● Text block:
** Start **

# Lucid Dreaming > DV Academy > Current Courses > Intro Class >  >  Milly's workbook

## Milly

I'm not letting lucidity taking my by surprise _again_.

*Reality Checks:*
- Walking through windows.
- seeing one of my persistent DC
- seeing (and usually being _glomped_ by) Eli
- counting my fingers
- looking up at the sky
- double check the clock

*Dream Signs:*
- Eli in the flesh
- my persistent DC
- ... I need to dig up my old DJ.

*Short-Term Goals:*
- Being the one to do the glomping (I'm looking at _you_, Eli)
- Setting back my dream powers/personna
- find Faust again
- (added october 4, 2015) Track down the Man with the Engraved Brow
 - (added october 27, 2015) Eli want to dance  ::tongue:: 
*Long-Term Goals:*
- setting up my wonderland
- find and interact with my animal totem - done the 27/10/2015 here. now I need to name her.
- work on imposition with Eli.
- (added october 4, 2015) try to make a map of the dream highschool.

*Lucid/Dream Recall History:*
- at least one dream per night, could be more if I wasn't that much lazy.

*Current Technique:*
- WBTB since I sleep in 3-4 hours long bursts anyway.
- DILD
- sort of WILD
- a bit of everything I've read about really.

----------


## NyxCC

Happy you decided to join the Intro class, Milly!  :smiley: 

Don't hesitate to ask if you have any questions.

----------


## Milly

Will do NyxCC!

** End **

● Provided records:
** Start **

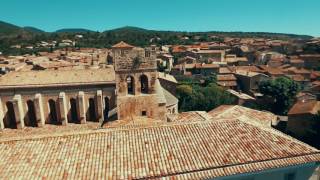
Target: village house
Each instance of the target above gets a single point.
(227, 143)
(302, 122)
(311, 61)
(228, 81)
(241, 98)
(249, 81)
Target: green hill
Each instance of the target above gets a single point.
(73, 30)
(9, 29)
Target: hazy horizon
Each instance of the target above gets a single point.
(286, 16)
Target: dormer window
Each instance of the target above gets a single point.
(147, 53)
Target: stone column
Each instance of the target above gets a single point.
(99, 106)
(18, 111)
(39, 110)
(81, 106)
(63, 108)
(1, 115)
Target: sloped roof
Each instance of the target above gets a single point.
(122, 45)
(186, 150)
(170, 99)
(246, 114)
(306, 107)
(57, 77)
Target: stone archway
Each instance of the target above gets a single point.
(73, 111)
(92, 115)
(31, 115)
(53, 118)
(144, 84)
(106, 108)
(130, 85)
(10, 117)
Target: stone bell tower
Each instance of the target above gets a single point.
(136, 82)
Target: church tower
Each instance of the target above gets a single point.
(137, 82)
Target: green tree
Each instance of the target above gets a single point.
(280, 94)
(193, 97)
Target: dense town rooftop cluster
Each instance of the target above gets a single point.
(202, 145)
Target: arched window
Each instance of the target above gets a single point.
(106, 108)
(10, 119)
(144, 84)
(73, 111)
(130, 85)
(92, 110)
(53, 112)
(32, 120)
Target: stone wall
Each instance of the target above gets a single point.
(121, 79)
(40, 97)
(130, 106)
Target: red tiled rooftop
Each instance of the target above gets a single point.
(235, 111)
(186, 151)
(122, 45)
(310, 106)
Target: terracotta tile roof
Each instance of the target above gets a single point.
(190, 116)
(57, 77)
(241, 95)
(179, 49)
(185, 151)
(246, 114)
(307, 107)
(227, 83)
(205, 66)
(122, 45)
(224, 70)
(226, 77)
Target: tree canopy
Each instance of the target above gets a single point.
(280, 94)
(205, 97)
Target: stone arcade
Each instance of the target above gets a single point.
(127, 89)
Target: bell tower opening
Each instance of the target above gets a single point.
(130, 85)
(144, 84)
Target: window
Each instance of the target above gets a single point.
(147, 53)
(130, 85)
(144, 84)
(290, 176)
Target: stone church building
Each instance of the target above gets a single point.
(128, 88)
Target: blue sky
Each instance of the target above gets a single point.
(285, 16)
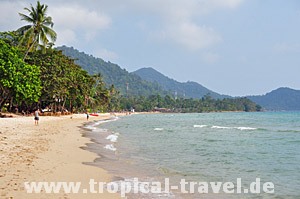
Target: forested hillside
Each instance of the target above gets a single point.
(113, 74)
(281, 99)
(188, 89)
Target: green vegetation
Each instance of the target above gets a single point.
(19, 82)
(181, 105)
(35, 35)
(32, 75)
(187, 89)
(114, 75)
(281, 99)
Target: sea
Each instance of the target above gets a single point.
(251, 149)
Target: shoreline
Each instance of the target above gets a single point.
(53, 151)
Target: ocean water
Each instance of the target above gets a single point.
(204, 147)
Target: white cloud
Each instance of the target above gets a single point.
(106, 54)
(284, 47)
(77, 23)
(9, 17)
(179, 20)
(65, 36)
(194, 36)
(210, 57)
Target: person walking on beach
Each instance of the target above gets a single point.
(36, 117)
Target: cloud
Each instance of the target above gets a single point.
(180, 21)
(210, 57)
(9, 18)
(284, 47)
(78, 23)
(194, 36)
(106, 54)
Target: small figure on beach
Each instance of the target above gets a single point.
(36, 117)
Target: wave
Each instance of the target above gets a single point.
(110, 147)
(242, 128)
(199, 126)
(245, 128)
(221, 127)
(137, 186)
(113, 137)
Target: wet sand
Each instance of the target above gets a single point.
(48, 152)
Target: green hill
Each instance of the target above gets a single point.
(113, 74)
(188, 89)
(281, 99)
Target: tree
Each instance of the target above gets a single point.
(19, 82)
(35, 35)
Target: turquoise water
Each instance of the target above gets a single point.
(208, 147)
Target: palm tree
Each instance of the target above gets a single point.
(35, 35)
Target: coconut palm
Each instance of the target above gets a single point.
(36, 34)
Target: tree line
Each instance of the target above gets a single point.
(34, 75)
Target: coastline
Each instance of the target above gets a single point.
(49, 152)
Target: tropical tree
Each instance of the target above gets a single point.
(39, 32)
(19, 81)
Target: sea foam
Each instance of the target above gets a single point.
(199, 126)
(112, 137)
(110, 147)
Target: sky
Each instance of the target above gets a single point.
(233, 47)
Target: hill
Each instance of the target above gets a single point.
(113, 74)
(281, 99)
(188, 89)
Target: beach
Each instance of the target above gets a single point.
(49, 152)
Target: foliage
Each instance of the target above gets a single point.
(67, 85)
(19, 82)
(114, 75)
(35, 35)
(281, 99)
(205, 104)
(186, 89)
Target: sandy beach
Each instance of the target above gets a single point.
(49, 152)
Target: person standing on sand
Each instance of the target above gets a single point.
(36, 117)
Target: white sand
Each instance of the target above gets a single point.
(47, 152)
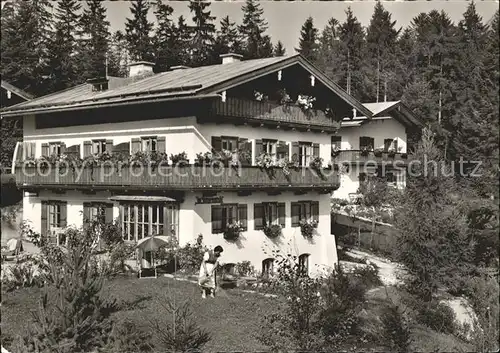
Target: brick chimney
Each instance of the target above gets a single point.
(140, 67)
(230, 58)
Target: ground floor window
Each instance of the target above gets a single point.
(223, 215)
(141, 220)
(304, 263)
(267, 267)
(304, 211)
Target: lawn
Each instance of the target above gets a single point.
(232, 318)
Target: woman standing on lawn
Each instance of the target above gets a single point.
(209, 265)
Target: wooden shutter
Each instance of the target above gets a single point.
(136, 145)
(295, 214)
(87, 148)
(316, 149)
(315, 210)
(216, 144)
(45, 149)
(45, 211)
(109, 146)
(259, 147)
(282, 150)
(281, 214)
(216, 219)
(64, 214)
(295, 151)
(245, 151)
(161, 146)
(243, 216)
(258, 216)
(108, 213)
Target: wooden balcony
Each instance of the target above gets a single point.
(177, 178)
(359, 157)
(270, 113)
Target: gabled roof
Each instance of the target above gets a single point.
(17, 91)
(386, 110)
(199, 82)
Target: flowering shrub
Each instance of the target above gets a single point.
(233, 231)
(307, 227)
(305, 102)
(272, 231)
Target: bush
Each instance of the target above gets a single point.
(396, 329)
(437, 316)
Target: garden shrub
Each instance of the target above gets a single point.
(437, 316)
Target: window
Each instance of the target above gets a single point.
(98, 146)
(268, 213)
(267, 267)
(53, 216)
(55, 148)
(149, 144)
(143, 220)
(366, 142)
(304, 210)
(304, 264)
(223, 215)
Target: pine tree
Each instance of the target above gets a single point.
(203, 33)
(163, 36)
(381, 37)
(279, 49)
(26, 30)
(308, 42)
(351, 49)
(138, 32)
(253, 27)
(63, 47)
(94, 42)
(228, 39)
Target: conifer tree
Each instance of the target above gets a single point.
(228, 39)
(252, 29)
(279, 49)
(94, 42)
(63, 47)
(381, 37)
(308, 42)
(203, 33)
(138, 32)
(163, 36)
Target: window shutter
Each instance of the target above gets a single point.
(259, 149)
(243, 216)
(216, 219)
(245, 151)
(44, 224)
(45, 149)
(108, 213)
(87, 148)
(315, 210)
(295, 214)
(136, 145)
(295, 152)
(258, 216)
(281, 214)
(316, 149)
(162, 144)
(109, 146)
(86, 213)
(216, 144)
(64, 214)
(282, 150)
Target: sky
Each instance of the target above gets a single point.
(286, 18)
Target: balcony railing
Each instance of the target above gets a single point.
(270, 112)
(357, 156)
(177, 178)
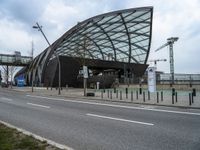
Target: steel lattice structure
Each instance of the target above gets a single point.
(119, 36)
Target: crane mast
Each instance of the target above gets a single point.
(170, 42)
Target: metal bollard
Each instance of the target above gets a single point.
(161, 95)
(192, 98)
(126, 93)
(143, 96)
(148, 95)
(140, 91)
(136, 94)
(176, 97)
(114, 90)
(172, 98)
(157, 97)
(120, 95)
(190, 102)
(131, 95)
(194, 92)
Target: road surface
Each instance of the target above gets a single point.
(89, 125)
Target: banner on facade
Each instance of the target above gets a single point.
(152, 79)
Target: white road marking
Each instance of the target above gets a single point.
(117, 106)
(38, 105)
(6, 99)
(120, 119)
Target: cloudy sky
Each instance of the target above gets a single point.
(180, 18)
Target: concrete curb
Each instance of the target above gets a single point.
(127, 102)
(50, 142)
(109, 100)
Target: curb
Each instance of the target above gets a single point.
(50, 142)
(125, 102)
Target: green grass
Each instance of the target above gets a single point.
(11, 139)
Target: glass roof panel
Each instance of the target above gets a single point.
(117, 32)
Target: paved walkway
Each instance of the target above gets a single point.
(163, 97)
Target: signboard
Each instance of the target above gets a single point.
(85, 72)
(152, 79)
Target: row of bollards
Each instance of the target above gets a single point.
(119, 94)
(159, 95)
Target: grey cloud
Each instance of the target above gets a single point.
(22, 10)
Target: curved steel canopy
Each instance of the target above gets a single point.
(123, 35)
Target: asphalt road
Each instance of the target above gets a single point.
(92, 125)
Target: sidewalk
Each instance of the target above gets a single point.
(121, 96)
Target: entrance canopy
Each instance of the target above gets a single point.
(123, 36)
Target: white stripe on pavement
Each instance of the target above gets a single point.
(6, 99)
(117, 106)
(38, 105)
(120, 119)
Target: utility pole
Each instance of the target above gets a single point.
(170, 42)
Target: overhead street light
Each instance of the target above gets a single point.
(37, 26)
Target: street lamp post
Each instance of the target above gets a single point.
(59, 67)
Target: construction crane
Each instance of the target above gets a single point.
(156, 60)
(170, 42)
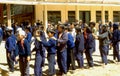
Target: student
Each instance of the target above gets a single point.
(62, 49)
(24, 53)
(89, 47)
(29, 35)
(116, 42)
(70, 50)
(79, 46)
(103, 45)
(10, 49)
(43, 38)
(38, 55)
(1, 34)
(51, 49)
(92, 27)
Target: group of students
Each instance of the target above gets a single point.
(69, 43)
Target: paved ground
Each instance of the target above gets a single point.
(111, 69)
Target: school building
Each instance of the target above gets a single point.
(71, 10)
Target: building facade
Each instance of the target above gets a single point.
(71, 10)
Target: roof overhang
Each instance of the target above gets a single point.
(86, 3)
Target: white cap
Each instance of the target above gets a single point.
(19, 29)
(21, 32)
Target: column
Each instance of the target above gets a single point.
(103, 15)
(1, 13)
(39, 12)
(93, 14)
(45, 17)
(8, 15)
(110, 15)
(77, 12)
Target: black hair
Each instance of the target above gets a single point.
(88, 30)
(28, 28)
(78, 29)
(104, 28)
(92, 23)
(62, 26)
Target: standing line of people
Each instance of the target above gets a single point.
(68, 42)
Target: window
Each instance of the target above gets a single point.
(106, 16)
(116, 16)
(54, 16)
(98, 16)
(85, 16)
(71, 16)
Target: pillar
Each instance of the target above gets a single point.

** End **
** Start **

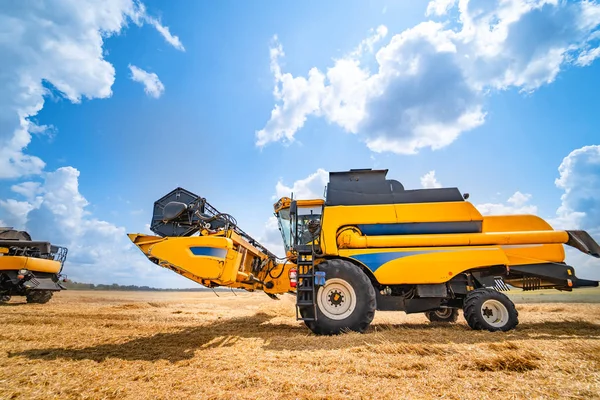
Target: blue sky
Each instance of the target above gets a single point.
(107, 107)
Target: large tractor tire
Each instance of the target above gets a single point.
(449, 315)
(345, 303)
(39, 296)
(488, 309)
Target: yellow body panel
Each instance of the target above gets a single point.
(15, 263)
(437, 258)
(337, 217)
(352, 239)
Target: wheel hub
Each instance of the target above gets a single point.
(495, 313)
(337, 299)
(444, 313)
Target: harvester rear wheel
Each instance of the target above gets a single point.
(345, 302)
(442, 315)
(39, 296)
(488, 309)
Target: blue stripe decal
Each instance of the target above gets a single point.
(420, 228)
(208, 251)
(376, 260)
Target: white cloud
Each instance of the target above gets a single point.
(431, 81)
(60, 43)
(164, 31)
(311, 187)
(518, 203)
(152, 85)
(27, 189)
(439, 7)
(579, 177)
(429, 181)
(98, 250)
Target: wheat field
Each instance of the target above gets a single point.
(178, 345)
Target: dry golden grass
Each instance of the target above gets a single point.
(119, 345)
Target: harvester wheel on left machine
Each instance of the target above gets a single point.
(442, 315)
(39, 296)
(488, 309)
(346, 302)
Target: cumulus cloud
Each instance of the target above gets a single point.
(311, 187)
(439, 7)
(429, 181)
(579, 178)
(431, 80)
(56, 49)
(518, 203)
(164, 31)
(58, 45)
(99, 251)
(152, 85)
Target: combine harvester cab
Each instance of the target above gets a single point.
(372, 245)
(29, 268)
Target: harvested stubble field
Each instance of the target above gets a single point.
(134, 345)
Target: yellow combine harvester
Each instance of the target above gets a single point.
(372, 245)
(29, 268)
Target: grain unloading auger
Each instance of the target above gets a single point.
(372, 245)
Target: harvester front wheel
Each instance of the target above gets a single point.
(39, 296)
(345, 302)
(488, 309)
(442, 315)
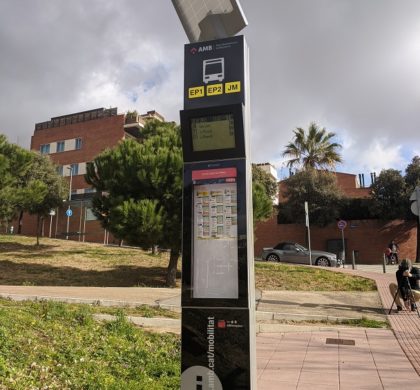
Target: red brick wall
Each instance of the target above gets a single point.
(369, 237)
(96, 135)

** End **
** Start **

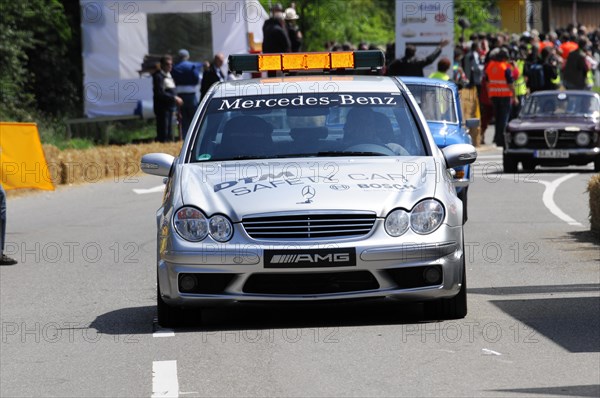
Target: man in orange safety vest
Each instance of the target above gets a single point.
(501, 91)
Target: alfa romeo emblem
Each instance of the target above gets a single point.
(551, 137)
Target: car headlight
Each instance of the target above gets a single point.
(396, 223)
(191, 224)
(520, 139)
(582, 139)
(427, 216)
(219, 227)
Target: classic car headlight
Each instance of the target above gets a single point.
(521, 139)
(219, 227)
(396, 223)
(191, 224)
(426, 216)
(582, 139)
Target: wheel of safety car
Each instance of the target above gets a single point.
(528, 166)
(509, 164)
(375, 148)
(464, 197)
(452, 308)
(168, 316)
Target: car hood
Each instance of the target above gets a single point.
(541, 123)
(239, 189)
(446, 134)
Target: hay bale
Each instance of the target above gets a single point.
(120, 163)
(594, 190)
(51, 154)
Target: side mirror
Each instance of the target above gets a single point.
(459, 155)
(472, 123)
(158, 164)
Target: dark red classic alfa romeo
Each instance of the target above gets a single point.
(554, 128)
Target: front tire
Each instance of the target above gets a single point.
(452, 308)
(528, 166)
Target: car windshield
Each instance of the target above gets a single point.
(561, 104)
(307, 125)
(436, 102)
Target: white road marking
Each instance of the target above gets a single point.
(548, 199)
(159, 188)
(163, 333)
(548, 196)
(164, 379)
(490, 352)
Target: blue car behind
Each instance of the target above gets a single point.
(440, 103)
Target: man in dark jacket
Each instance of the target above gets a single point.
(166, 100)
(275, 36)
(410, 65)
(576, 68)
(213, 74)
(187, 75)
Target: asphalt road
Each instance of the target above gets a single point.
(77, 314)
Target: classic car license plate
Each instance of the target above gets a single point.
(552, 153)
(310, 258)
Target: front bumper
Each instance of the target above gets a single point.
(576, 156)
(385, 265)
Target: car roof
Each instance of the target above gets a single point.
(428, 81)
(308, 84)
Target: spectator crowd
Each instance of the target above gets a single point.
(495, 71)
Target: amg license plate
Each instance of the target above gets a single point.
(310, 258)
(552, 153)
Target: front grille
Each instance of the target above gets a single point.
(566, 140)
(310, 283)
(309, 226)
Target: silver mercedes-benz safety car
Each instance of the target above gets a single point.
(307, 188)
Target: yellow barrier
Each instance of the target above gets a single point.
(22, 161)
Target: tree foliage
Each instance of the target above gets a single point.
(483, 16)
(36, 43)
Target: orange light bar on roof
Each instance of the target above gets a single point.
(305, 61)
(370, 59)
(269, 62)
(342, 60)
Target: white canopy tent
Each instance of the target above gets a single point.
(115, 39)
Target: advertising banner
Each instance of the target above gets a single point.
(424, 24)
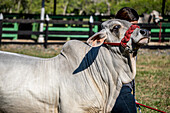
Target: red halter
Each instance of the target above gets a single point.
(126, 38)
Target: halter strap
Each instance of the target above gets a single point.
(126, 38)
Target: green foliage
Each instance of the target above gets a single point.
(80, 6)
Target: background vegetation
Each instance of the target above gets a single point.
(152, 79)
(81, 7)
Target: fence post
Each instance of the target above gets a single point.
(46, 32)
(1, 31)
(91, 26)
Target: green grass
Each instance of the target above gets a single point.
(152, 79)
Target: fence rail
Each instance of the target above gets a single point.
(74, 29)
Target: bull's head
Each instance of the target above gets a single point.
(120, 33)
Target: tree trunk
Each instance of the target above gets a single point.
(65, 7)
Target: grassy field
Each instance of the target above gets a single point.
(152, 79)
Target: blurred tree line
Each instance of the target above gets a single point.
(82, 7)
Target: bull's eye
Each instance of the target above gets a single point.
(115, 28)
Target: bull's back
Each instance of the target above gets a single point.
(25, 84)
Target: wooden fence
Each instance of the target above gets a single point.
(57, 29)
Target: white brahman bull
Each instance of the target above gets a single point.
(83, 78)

** End **

● Brief A: Translate this sentence from the lucid dreaming workbook thread into Spanish: "Don't hesitate to ask if you have any questions."
● Brief B: Continue the lucid dreaming workbook thread by writing what comes next after its final reply.

● Exercise result A: No dudes en preguntar si tienes alguna duda.

● Exercise result B:
Had auditory hallucination will falling asleep last night. As usual it made me paranoid and I had to get up and check all the doors. What was unusual was that It was music, a little melody that played twice. The handful of time I had it before it was voices, kinda like a TV was on in another part of the house. I'm not used to that kind of hallucination so it throw my little going-to-sleep insomniac ritual into a loop. Maybe I should try and pinpoint if something is triggering thoses hallucination, because most of the time it's keeping me from falling asleep.
Edit: completly forgot to note that yesterday, but 3h of sleep isn't enough to remerber any dreams it seems x_x

----------


## MeohMyoh

I like the affirmation "I'm not letting lucidity taking my by surprise again." , i'm going to have to think of my own mantra/affirmation.

Whoa I want to check out my animal totem(s)...I had dream before that I had two wolves one black and one white. They protected me and their coats where nice and snuggly.

btw Isn't Walking through windows a dangerous reality check...idk noob here

----------


## Milly

Oh it's definitly is XD I only try to walk through closed one tho. And when I' already strongly suspecting that I'm dreaming. But I like how it feel like walking through no-wet cold water. If that make sense.*
During the first dream I was lucid enough to ask, the dream threw Donald (one of my novel character, a pembroke corgi) at me. I was Not Amused, for novel related reason (namely, he is already sort of a totem animal of one of my other novel character. maybe I should have be more precise in my question.).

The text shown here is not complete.